- [WRITTEN INSTRUCTION 1]
Rewrite the records from the line containing "rock, outputting a bounding box per occurrence." through the line containing "[27,119,63,128]", and give only those lines, with the request line included. Add 118 to every bounding-box coordinate.

An Interview With ‘Scooter’ Writer/Director Matt Wohl

I recently had the opportunity to review Matt Wohl’s new film, Scooter (read our review here). It’s a very well thought out take on the fertile ground that naive YouTubers can provide for the found footage subgenre. It’s also his feature film debut. In the film, three famous YouTubers attempt to ride 866 miles from Florida to New Orleans on really cheap scooters. Each have $1000 for the scooter, fuel, food, and shelter. The usual jackassery ensues, until they witness a murder. I knew talking to him would be interesting, but I learned a lot more than I bargained for.

PopHorror: How are you, Matt?

Matt Wohl: Good!

PopHorror: I’ll start off with a fun fact about you. You were a child actor.

Matt Wohl: (laughs) Yeah! That’s true. It actually began where I grew up in Burlington, Vermont. We didn’t have a lot of money. When I was 10 years-old, my mom had a friend that worked at the local Shakespeare festival. She basically asked her friend to keep me off the street. I started building sets and working on lighting. I then started acting in a professional Shakespeare festival at ten years-old. When I say acting, every play has that young prince. That was me. I got to be the young prince that Richard III kills on the tower. That was me. It was an introduction to acting and theater that was amazing. By the time I reached high school, I was too cool for everything. I almost gave up on acting. The movie, Sweet Heart’s Dance, was being shot in Vermont. It had Don Johnson, Susan Sarandon, Jeff Daniels, and Elizabeth Perkins in it. They were doing casting, and I wasn’t really interested at that point. Two months went by, and I was sitting in class in high school. Ten names were called over the loud speaker, and my name was one of them. I thought I was in trouble.

I got to the office, and the film was still casting. My drama teacher recommended me. So, the short story is that I got to be in a major movie with some high profile stars.

Sweet Hearts Dance was also an early film role for Holly Marie Combs.

PopHorror: They’re still stars now, but they were huge then. What was that like?

Matt Wohl: Don Johnson flew up from Miami. This was Miami Vice era Don Johnson.

- [DATA PROVIDED]
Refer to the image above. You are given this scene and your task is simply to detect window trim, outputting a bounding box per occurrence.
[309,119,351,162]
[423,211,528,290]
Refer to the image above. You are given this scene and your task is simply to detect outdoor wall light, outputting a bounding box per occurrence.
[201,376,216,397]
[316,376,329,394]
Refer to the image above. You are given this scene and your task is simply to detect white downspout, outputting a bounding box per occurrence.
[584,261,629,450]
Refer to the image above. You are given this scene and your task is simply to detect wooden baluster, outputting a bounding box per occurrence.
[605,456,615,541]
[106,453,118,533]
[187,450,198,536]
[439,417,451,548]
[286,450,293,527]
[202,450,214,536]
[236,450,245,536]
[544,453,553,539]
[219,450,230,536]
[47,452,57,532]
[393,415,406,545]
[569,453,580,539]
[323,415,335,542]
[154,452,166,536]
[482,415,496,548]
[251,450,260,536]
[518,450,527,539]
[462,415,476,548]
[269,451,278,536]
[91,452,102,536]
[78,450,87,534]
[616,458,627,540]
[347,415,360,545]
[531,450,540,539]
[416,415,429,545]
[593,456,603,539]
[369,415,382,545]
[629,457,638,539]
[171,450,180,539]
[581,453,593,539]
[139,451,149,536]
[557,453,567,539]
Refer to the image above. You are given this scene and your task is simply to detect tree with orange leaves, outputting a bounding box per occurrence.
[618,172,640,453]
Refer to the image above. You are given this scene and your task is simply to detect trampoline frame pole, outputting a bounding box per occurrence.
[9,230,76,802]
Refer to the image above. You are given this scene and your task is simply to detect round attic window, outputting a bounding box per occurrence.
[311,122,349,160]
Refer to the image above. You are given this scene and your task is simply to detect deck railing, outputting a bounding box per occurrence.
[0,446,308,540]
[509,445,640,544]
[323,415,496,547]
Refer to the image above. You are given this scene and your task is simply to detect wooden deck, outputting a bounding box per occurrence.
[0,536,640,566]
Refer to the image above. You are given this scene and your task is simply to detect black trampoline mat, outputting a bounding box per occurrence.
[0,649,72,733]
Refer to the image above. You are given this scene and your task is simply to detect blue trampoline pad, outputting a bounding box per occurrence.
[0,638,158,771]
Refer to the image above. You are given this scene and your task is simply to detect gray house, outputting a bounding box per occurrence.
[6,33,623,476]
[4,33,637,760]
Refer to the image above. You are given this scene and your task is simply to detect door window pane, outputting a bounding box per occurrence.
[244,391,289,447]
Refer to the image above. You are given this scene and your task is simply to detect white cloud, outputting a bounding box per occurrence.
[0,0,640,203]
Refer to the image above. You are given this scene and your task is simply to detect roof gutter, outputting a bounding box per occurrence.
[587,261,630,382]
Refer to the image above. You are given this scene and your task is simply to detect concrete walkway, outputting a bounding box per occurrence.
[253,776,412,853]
==
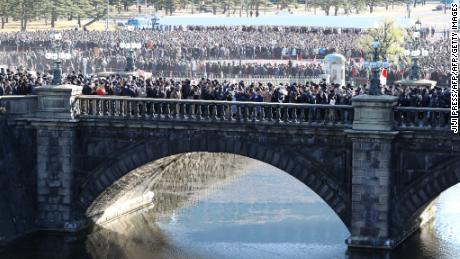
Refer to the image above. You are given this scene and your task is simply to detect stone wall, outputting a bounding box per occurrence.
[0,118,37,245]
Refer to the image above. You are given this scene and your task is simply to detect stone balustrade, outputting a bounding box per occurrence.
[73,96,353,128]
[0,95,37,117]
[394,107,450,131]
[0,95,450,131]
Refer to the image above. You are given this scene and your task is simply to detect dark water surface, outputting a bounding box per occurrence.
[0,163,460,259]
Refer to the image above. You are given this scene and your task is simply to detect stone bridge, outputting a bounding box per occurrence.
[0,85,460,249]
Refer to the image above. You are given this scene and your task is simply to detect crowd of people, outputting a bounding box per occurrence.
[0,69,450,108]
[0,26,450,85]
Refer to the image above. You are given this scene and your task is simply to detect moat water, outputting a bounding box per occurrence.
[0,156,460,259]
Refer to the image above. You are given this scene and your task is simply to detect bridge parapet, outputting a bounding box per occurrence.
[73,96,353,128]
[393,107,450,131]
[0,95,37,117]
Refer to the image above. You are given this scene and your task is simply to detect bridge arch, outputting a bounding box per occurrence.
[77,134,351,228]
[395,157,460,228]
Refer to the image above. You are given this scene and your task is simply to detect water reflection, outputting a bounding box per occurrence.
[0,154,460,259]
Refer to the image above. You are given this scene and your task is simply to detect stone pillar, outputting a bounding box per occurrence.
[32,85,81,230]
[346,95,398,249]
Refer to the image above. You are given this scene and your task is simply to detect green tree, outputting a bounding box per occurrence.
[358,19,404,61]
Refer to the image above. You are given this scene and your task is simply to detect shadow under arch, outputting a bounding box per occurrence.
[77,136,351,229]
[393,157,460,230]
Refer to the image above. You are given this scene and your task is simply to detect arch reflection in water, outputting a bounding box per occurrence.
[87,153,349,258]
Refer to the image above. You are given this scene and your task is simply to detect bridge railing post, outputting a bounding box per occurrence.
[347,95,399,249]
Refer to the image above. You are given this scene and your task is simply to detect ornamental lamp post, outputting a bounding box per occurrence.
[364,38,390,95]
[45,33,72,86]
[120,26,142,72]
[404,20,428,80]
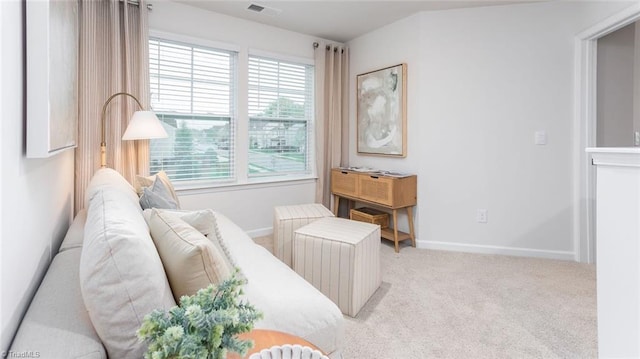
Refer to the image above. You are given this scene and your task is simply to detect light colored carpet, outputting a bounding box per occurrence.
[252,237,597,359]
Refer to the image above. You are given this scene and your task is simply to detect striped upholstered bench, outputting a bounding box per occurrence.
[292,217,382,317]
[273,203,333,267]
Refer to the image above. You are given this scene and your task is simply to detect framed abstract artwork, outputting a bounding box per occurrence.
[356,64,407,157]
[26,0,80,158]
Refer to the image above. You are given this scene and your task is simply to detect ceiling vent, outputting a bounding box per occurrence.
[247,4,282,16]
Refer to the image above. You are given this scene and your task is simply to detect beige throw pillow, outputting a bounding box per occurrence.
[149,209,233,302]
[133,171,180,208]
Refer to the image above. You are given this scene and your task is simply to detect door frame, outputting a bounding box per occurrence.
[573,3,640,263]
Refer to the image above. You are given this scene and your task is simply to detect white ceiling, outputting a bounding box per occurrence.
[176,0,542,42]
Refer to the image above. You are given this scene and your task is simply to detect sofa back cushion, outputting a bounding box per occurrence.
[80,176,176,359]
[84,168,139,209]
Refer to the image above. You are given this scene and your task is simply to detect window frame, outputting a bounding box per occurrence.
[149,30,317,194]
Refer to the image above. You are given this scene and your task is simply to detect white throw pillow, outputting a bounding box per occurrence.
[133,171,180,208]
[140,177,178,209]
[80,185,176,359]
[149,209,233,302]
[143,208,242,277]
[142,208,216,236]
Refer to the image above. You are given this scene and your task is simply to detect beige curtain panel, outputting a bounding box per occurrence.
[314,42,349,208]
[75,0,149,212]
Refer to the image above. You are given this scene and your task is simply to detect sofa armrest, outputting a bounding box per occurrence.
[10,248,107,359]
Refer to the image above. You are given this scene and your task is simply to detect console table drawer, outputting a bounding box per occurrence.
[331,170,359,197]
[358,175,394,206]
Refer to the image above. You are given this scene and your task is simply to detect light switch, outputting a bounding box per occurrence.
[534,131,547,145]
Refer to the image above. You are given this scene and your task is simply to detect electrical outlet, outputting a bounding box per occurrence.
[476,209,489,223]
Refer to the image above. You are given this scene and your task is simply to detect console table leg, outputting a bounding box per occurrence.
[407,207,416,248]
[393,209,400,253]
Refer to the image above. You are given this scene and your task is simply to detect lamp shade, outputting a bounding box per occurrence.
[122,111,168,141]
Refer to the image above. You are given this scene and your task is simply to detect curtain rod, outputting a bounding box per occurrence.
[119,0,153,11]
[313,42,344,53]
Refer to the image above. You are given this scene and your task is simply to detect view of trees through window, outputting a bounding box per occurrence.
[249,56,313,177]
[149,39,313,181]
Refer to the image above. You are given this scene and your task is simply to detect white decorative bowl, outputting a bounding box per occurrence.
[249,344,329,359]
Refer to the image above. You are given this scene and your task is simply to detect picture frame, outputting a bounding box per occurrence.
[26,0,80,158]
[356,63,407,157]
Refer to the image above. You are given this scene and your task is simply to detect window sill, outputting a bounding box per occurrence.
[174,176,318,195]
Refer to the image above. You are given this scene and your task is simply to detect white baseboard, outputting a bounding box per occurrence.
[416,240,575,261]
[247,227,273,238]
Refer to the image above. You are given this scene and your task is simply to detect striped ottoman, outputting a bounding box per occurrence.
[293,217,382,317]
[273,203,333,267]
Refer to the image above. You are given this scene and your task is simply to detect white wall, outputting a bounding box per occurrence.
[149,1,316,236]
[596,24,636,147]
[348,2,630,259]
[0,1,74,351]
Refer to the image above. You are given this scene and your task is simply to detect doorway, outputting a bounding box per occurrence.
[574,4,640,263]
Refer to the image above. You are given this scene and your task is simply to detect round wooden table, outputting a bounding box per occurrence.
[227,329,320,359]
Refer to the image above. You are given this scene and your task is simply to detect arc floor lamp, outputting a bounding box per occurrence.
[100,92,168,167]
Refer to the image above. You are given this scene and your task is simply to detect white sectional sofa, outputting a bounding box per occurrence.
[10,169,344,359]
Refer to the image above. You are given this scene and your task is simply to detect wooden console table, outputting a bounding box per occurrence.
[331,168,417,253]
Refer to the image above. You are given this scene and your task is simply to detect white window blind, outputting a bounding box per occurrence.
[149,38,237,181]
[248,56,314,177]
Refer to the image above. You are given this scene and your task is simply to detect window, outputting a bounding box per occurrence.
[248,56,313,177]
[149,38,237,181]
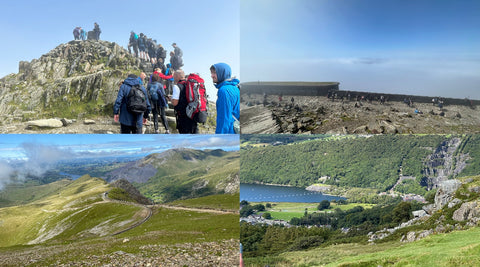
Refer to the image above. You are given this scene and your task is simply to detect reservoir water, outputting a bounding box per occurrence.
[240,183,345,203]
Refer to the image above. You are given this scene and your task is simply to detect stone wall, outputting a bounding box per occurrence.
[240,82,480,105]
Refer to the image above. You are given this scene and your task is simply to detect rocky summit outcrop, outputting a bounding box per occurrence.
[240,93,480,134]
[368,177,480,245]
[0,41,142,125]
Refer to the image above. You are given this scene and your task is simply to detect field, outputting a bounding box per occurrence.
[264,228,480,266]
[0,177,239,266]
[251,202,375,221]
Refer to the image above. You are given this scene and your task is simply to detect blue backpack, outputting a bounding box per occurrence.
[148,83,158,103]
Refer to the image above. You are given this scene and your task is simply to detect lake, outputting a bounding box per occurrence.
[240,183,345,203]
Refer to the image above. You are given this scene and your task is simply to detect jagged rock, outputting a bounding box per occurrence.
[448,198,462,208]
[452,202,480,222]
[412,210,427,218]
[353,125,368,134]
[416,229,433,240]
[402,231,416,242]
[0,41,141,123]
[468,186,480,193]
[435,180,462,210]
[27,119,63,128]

- [WRITTEN INSTRUCTION 2]
In the Matt Wohl interview, why was Wohl called to the office after his name came over the loudspeaker in high school?

- [TASK RESPONSE 1]
Refer to the image above. You are given this scene and your task is simply to detect jagged rock, outputting a bounding box per occurrence.
[566,316,580,326]
[570,320,598,340]
[530,328,545,336]
[471,243,486,252]
[534,347,551,358]
[520,349,534,360]
[118,159,259,241]
[586,304,598,311]
[553,298,580,328]
[145,237,181,246]

- [TASK RESPONSE 2]
The movie *Sweet Heart's Dance* was still casting, and his drama teacher had recommended him for it.